**CONSIGNES**
1. Relevez toutes les personnes nommées dans la présentation du séminaire sur le Defensor pacis.
2. Recopiez le passage de la présentation du séminaire qui va de « Séminaire (2005-2006) : Marsile » à « Forum du Cerphi. ».

**TEXTE DE RÉFÉRENCE**
────────
Philosophies de l'humanisme


Séminaire (2005-2006) : Marsile de Padoue, Defensor pacis

Séminaire commun CESR, Tours [M1, UE5]- ENS-LSH, Lyon [PHI020]


Ce projet vise à conduire en parallèle deux séminaires consacrés au Defensor pacis de Marsile de Padoue (1324) ; l'un est animé par Laurent Gerbier au CESR (Tours), l'autre par Didier Ottaviani à l'ENS-LSH (Lyon). La plupart des hypothèses examinées auront été élaborées en collaboration étroite, et une journée d’étude organisée en commun (dates et programme à préciser) permettra, à la fin de l’année, de confronter les résultats de travaux menés de part et d’autre. Un Forum privé est ouvert sur ce sujet, réservé aux participants du séminaire, sur le Forum du Cerphi.


Laurent Gerbier, CESR, « Décrire et penser la vie de la cité au XIVe siècle : Marsile de Padoue, Defensor Pacis, prima dictio. »

Séances : vendredi 7 oct 2005, 14 oct, 21 oct, 28 oct, 18 nov, 25 nov, 1er déc, 8 déc et 15 déc, de 14 à 17h.
────────
**DONNÉES EXTRAITES**
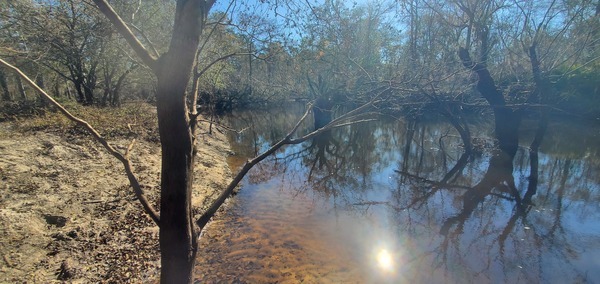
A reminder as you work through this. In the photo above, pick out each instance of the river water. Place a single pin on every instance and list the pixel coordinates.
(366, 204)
────────
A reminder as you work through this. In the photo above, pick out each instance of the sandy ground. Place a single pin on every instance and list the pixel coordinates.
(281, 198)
────────
**RÉPONSES DANS L'ORDRE**
1. Marsile de Padoue, Laurent Gerbier, Didier Ottaviani

2.
Séminaire (2005-2006) : Marsile de Padoue, Defensor pacis

Séminaire commun CESR, Tours [M1, UE5]- ENS-LSH, Lyon [PHI020]


Ce projet vise à conduire en parallèle deux séminaires consacrés au Defensor pacis de Marsile de Padoue (1324) ; l'un est animé par Laurent Gerbier au CESR (Tours), l'autre par Didier Ottaviani à l'ENS-LSH (Lyon). La plupart des hypothèses examinées auront été élaborées en collaboration étroite, et une journée d’étude organisée en commun (dates et programme à préciser) permettra, à la fin de l’année, de confronter les résultats de travaux menés de part et d’autre. Un Forum privé est ouvert sur ce sujet, réservé aux participants du séminaire, sur le Forum du Cerphi.